ABOUT THIS EXERCISE: Return the lines below that carry the word "leather".

(Dataset entries)
---

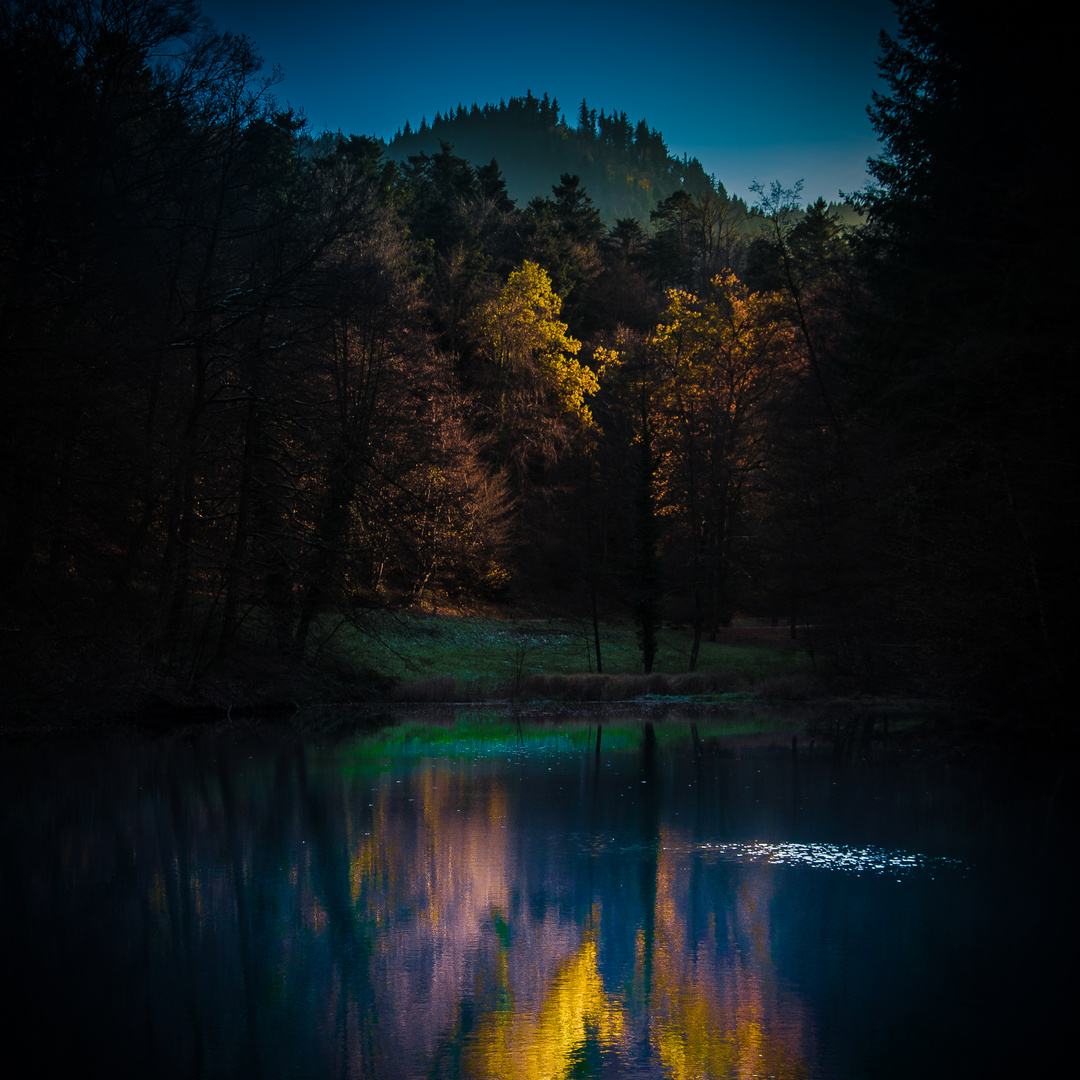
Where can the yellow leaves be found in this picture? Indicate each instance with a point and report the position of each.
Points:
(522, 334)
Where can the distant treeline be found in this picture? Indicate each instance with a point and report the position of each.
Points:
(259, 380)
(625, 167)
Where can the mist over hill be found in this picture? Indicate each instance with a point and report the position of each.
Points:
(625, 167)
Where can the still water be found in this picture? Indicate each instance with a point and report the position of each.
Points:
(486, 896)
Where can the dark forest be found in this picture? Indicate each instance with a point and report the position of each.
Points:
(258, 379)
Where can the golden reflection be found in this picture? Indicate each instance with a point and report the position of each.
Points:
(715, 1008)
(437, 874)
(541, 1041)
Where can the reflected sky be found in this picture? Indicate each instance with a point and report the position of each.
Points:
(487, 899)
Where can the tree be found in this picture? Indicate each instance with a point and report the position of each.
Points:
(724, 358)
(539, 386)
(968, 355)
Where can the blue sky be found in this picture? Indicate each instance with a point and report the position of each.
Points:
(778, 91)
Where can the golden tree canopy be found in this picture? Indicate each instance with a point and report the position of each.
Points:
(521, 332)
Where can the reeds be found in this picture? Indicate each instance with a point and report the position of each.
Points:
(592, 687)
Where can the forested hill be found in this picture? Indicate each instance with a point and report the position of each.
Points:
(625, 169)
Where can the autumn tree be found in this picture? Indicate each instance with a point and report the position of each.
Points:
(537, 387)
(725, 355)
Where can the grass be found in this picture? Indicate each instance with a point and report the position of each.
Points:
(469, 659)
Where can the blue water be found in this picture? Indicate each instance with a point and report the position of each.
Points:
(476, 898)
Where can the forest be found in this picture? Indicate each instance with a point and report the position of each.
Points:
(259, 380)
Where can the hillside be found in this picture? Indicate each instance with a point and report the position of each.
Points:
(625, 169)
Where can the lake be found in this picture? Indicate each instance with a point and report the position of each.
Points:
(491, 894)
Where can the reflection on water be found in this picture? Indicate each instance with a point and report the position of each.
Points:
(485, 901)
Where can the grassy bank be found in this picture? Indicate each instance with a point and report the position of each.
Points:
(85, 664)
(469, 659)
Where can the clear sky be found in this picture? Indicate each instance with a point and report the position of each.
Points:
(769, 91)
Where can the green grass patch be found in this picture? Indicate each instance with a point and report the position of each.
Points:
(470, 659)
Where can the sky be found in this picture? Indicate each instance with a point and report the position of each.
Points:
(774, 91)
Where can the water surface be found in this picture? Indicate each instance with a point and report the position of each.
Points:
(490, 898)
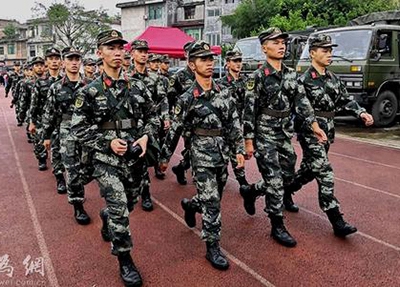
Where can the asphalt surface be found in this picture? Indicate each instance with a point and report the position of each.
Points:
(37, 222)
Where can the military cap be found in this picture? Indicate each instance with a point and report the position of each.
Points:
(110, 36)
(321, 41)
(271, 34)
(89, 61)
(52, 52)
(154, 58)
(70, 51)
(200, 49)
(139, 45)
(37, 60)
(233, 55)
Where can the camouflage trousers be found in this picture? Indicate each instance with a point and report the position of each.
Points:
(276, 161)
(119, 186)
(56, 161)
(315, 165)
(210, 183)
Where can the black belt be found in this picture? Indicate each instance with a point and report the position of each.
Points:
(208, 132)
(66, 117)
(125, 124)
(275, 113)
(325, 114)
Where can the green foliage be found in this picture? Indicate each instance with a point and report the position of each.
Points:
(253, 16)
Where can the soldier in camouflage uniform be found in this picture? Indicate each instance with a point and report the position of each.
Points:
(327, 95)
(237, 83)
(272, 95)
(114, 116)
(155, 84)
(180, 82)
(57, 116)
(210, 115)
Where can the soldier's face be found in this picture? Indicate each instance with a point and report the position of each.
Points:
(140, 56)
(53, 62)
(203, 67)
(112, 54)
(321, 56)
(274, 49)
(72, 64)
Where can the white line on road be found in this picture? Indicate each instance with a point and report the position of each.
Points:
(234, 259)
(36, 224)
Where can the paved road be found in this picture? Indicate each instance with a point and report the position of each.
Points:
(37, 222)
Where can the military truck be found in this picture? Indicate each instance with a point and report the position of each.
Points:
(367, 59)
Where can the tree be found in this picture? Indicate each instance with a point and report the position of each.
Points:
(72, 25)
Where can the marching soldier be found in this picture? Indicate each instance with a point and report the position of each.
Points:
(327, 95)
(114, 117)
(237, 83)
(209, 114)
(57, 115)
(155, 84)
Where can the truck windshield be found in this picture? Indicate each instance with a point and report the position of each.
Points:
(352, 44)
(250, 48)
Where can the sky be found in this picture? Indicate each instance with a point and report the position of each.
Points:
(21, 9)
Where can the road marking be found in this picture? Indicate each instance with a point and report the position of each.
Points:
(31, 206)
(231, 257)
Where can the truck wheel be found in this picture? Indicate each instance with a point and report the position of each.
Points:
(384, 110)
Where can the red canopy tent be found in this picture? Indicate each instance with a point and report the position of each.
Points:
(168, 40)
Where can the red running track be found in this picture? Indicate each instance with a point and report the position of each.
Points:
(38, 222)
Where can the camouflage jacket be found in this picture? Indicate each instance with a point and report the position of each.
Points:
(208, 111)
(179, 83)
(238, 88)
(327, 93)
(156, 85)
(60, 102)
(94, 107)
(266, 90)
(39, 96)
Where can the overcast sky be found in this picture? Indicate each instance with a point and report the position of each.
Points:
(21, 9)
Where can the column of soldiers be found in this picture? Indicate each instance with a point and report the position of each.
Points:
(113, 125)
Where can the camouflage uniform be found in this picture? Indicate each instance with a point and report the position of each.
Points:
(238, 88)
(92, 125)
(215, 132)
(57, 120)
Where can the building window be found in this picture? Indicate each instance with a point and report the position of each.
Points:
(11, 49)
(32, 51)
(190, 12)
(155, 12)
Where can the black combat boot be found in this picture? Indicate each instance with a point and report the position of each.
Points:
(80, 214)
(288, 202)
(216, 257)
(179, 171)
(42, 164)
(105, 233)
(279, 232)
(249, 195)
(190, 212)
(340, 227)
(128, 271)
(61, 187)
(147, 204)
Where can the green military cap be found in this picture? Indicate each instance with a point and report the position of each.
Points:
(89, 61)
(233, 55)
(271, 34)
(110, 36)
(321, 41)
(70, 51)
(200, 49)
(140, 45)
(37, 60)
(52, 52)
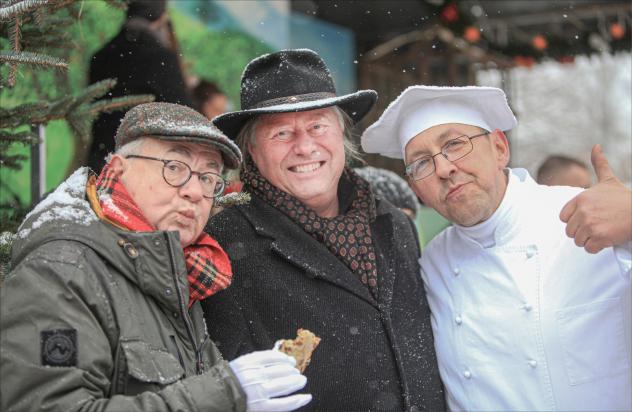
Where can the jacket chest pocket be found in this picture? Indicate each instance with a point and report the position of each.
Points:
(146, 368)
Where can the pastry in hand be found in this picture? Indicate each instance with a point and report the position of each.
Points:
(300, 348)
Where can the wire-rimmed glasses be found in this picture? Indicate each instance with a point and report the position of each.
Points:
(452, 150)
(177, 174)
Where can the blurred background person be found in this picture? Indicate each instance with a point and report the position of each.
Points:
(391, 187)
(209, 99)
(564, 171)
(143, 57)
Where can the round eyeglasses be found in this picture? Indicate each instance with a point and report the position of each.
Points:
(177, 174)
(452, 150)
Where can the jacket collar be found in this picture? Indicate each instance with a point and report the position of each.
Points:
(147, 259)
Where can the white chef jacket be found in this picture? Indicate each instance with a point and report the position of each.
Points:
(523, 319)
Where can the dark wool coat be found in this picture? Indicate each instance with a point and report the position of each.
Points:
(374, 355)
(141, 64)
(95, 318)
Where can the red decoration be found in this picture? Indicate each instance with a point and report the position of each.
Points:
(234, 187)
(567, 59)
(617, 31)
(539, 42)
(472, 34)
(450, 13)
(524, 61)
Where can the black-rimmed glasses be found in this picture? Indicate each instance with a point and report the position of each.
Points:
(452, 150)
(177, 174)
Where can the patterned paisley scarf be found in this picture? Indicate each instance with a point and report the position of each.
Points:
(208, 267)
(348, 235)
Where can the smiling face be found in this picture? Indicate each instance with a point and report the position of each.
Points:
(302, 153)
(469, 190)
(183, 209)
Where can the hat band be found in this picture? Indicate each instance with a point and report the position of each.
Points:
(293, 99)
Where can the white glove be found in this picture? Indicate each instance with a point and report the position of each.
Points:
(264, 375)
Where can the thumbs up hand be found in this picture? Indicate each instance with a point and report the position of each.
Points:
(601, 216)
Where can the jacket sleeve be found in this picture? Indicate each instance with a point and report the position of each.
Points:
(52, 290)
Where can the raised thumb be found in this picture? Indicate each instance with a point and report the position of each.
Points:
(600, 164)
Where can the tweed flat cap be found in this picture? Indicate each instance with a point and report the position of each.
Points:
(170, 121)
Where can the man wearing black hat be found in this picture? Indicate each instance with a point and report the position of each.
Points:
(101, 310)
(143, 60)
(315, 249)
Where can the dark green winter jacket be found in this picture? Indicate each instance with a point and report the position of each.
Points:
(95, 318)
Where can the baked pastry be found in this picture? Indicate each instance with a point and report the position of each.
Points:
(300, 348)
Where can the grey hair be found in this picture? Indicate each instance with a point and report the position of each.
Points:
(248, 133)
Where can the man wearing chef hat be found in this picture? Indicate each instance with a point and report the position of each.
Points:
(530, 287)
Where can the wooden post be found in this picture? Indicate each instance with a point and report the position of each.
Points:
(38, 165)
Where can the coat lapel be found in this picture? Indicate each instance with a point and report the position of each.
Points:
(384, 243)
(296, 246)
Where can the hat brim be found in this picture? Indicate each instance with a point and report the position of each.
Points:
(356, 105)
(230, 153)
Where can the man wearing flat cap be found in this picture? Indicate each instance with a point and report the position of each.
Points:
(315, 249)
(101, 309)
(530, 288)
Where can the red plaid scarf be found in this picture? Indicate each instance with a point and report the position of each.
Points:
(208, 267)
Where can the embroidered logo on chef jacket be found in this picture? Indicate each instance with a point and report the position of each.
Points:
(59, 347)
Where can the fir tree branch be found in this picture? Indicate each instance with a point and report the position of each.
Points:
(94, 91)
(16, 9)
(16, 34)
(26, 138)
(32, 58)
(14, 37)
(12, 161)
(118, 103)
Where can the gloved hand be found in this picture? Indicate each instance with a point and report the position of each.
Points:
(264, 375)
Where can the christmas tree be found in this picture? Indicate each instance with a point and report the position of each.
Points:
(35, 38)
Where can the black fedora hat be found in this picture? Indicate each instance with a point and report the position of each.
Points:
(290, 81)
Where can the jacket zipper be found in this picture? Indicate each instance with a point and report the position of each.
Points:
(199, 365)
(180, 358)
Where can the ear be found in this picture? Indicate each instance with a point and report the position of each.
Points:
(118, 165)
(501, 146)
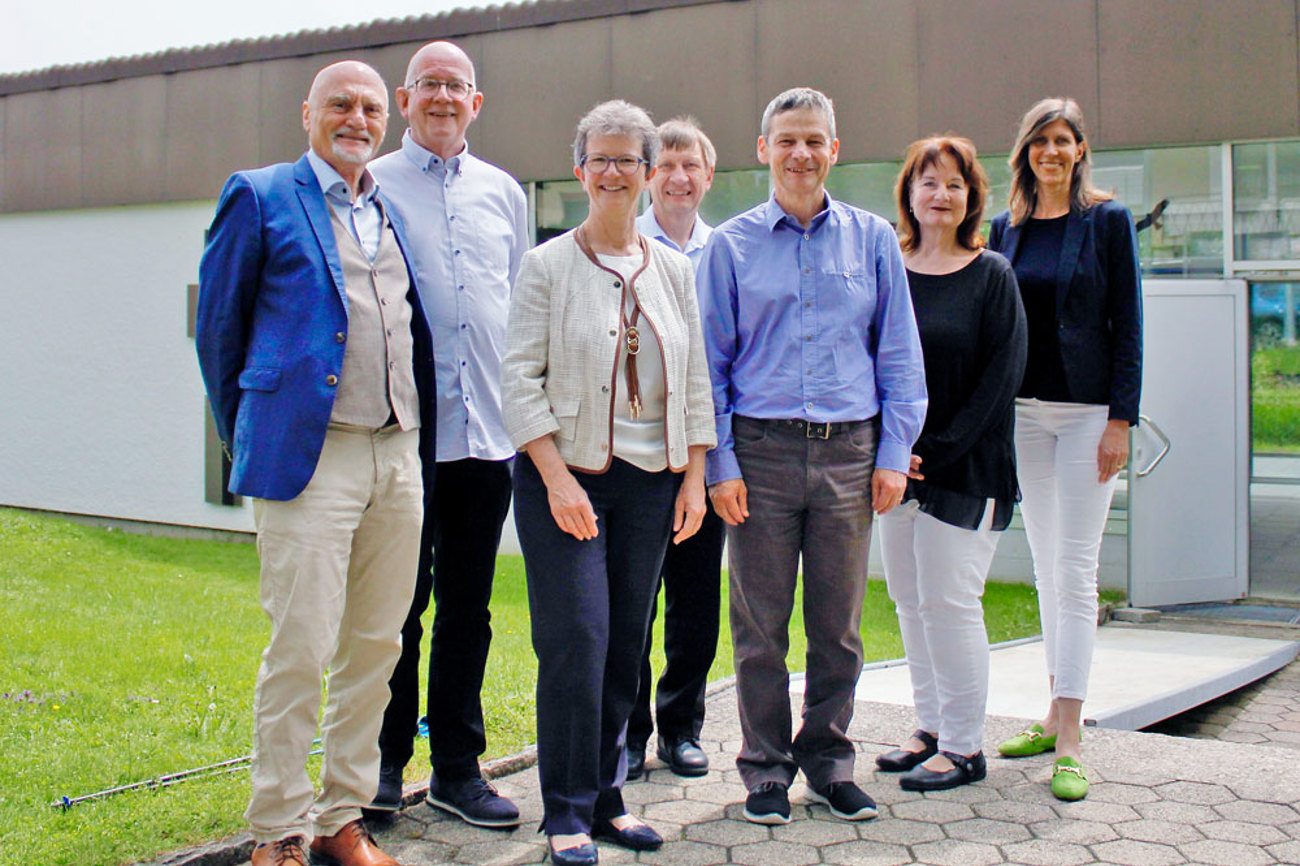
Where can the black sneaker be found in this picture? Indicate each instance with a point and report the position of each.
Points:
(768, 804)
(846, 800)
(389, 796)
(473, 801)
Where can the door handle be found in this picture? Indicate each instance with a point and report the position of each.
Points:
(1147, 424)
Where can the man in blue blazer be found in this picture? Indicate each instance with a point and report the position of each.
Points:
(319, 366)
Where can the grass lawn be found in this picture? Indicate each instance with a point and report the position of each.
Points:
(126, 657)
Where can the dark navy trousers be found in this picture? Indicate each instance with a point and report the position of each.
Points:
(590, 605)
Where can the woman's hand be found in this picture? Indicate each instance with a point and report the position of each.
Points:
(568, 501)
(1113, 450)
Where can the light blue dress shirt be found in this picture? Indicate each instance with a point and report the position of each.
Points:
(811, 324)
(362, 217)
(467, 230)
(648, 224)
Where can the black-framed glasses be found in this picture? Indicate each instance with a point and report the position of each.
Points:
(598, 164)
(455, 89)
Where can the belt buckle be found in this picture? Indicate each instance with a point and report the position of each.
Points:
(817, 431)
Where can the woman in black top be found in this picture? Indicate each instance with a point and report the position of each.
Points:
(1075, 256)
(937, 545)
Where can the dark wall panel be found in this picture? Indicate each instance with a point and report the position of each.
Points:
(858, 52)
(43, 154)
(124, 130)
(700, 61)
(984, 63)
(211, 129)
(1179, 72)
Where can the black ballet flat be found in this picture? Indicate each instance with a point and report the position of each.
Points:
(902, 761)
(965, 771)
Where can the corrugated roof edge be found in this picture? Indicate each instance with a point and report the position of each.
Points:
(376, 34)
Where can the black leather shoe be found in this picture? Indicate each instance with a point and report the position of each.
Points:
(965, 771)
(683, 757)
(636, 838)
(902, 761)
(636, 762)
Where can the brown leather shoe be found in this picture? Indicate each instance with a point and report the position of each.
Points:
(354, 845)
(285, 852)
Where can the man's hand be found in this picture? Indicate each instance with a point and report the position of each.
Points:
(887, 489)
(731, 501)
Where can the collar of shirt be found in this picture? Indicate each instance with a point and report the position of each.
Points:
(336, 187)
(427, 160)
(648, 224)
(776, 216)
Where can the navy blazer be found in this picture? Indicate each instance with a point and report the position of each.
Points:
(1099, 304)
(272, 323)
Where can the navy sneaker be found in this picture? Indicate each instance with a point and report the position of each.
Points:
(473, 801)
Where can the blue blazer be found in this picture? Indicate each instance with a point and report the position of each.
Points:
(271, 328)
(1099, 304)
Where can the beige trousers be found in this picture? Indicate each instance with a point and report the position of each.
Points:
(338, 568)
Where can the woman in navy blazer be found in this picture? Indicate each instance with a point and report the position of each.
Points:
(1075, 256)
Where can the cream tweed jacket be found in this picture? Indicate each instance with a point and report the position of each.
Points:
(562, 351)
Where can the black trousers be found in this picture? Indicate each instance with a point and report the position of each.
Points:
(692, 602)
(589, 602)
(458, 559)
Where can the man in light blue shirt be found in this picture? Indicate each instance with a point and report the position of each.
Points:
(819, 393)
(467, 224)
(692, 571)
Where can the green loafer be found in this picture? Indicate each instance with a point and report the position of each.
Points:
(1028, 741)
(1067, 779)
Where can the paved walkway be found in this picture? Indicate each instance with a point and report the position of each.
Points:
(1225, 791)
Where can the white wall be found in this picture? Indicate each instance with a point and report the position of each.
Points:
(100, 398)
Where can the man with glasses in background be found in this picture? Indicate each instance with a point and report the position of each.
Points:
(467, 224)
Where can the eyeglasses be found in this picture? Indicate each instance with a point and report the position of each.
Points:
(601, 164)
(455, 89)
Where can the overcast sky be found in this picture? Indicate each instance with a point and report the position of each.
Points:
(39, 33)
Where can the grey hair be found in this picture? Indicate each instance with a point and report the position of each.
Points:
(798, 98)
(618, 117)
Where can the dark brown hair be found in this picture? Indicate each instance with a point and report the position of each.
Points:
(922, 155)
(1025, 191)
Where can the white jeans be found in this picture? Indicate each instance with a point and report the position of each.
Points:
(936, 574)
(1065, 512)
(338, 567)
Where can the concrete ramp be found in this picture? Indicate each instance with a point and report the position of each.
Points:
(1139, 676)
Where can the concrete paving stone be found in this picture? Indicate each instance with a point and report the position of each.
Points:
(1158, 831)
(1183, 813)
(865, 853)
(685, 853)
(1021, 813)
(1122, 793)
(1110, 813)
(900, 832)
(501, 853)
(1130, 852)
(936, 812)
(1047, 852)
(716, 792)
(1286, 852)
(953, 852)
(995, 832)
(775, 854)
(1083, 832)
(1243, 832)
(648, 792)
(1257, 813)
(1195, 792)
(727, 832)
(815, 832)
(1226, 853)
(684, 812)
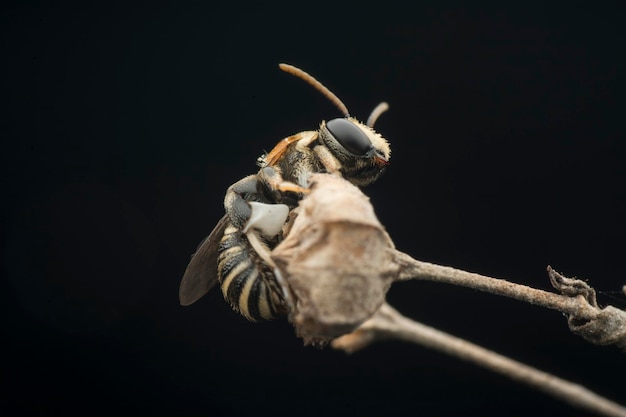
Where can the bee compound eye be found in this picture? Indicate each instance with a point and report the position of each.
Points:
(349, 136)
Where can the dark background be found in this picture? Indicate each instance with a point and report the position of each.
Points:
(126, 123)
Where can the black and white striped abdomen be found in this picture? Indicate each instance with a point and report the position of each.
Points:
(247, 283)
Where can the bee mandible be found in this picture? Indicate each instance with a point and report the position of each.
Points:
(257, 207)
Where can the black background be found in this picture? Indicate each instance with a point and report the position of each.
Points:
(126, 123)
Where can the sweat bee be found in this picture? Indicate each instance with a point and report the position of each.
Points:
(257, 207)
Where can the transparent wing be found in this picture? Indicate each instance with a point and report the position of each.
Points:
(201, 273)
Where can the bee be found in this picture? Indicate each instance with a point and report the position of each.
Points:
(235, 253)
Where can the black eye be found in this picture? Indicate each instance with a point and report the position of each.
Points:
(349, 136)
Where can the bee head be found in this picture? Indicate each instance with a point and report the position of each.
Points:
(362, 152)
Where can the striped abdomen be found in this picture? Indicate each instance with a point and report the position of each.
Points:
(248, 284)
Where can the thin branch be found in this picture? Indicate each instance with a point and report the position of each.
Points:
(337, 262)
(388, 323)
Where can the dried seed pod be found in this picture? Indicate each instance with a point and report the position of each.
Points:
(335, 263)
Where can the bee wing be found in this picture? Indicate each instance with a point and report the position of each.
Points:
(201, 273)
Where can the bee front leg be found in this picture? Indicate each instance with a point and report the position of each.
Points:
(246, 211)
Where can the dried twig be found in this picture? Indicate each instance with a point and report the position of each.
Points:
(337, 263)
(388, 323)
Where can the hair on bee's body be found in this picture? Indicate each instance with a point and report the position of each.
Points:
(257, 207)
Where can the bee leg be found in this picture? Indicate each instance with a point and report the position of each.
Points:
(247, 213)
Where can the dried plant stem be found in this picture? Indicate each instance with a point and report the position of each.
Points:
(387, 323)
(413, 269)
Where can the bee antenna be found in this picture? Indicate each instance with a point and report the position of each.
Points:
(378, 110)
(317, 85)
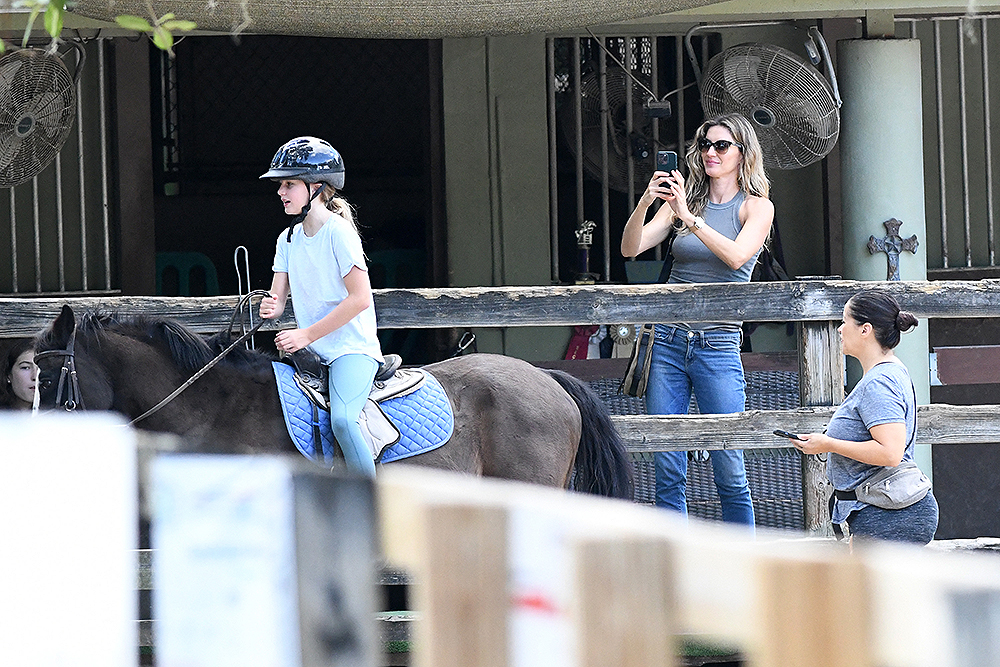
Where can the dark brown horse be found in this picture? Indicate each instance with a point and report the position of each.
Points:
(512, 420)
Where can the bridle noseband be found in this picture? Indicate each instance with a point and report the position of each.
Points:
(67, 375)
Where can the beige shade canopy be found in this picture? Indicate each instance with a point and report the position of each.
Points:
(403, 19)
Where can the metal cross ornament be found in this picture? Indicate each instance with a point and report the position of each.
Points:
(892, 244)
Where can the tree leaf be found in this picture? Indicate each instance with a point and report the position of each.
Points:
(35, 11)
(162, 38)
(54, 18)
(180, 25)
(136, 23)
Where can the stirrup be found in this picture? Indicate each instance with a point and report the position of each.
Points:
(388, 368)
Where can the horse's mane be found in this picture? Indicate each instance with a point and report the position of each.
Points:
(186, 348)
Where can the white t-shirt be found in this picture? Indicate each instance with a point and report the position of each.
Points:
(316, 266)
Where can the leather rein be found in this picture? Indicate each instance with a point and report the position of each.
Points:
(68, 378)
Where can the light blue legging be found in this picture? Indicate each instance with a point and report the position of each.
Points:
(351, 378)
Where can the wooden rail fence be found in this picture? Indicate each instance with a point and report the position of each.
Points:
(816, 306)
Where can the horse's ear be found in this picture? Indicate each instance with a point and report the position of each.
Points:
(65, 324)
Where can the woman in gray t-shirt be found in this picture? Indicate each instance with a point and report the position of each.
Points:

---

SOLUTION TO THIS PROBLEM:
Where can the black leather shoe be found in this picture? Indicate each instance with a point and report the position of each.
Where can the brown leather shoe be found in this picture? Indicate each instance with a point and report the position of each.
Where can the leather rein be found in this picture? Indicate each instance with a point and report the position of each.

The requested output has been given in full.